READING PASSAGE>
*-*-*

Questions such as
- How long should we expect to flip a coin before it turns up heads?
- How many times should we expect to roll a die until we get a 1?
can be answered using the geometric distribution.
Bernoulli Distribution¶
Insurance plans often have a deductible, where the insured individual is responsible for costs up to the deductible, and then costs above the deductible are shared between the individual and insurance company.
Suppose an insurance company found that 70% of people they insure stay below their deductible in any given year. These people can be thought of as a trial. If a person does not exceed the deductible, we label them a success. If they do exceed the deductible, we label them a failure. Since 70% of individuals stay below their deductible, we denote the probability of a success as \(p=0.7\).
When an individual trial only has two possible outcomes (often labeled success and failure) it is called a Bernoulli random variable. Usually a 1 is used for success and a 0 for failure, which makes things convenient:
- Suppose we have ten trials: 1, 1, 1, 0, 1, 0, 0, 1, 1, 0
- The sample proportion is the sample mean of these observations: \(p = \frac{successes}{trials}=(1+1+1+1+1+1) \div 10 = 0.6\)
💡 Bernoulli Random Variable: If \(X\) is a random variable that takes value 1 with a probability of success \(p\) and value 0 with probability \(1-p\), then \(X\) is a Bernoulli random variable with mean and standard deviation of \(\mu = p\) \(\sigma=\sqrt{p(1-p)}\)
Geometric Distribution¶
Geometric distribution is used to describe how many trials it takes to observe a success.

*-*-*

STORED DATA>
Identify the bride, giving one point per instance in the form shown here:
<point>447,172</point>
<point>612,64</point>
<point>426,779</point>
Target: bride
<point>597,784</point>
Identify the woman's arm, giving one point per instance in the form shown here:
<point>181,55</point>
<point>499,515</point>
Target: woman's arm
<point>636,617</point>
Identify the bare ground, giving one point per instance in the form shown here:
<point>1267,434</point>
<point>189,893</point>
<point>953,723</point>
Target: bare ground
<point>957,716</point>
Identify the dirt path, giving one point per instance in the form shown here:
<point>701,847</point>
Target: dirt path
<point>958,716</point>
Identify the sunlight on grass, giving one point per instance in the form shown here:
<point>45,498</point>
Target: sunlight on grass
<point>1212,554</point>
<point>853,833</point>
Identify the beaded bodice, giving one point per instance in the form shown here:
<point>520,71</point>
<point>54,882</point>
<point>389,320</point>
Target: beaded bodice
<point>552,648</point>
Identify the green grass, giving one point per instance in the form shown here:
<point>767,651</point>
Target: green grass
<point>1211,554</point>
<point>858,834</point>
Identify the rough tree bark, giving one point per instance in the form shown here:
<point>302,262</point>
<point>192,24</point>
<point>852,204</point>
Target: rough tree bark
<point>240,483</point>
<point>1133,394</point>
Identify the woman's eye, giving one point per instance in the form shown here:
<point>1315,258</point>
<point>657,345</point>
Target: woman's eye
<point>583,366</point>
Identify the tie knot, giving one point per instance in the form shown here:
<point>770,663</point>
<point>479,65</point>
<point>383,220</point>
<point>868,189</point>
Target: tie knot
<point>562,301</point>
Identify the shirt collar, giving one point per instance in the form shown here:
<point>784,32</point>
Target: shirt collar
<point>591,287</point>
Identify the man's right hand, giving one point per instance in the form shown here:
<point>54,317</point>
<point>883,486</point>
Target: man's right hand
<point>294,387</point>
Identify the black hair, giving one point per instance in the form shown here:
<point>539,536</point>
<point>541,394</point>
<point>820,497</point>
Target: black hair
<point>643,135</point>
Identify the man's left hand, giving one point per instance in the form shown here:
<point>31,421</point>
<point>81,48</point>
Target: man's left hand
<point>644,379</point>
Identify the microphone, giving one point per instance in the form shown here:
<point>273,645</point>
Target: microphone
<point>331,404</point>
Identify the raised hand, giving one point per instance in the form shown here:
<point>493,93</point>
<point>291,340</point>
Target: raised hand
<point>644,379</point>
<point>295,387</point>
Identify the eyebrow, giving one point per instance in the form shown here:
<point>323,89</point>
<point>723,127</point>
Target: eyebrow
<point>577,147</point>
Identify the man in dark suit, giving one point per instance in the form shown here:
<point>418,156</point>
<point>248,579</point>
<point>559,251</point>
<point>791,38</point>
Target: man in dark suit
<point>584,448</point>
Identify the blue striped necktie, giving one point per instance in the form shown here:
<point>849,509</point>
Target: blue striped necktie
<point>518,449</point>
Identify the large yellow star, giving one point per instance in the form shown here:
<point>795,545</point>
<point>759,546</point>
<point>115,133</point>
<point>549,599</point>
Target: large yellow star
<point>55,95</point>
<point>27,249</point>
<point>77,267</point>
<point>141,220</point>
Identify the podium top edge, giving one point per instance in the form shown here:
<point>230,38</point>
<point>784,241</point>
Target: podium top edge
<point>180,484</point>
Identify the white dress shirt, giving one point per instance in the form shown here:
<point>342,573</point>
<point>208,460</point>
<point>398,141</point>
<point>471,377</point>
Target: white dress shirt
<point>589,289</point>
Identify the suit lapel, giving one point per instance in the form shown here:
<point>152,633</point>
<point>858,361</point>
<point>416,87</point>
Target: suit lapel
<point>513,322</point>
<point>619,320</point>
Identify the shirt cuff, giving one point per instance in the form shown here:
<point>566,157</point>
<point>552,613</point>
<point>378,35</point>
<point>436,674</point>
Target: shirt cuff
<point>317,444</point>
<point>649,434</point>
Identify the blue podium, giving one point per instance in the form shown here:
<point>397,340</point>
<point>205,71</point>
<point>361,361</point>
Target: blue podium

*-*-*

TO-DO LIST>
A – According to the probability text, what percentage of the people the insurance company insures stay below their deductible in a given year?
B – Please quote the records from the line with "Identify the tie" up to and including the line with "<point>562,301</point>".

ANSWERS BELOW>
A – 70% of them stay below their deductible.

B –
Identify the tie knot, giving one point per instance in the form shown here:
<point>770,663</point>
<point>479,65</point>
<point>383,220</point>
<point>868,189</point>
Target: tie knot
<point>562,301</point>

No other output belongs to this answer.